Quando ho avuto notizia che sarà il film di Daniele Lucchetti, Lacci – basato sul romanzo di Domenico Starnone che è uscito nel 2014 per Einaudi ad aprire la Mostra Internazionale del Cinema di Venezia 2020, ho acceso il mio Kindle e ho acquistato subito il libro. Non lo avevo mai letto.

Domenico Starnone, Lacci: recensione

Pagina dopo pagina, il romanzo ha preso subito la mia attenzione, lasciandomi un senso di inquietudine e di incertezza. Le parole disperate di Vanda rendono l’idea del travaglio interiore di una delle protagoniste.

Perché Starnone apre il suo Lacci con il punto di vista di questa donna che è moglie e madre? Sicuramente perché tutto parte da lei e ritorna a lei. Con le sue scenate, con la sua paura di essere abbandonata e delusa, Vanda simboleggia un’epoca, quella degli anni Sessanta quando ogni cosa stava cambiando in quel microcosmo che è la famiglia.

Vanda tuttavia detiene il potere nonostante sia stato l’uomo di casa ad averla condotta nella disperazione più totale. Starnone così riesce a creare la sensazione di chiusura e di mancanza di scelta che vive Vanda, ancorata al marito fino agli eccessi e alla paranoia tanto da condizionare i due figli che soffrono più per le sue paturnie che per altri motivi.

Obiettivo: Trascrivi alla lettera il passo della recensione di Lacci da "Perché Starnone apre" a "è la famiglia.".

Sezione dati:
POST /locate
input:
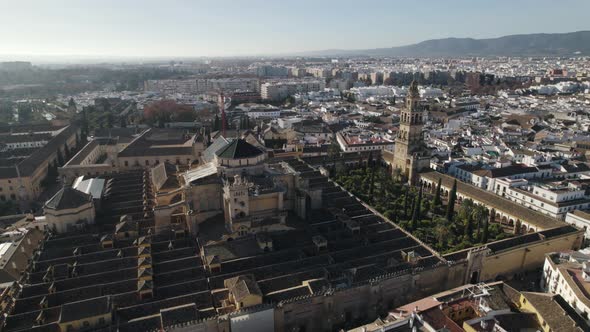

Risposta corretta:
Perché Starnone apre il suo Lacci con il punto di vista di questa donna che è moglie e madre? Sicuramente perché tutto parte da lei e ritorna a lei. Con le sue scenate, con la sua paura di essere abbandonata e delusa, Vanda simboleggia un’epoca, quella degli anni Sessanta quando ogni cosa stava cambiando in quel microcosmo che è la famiglia.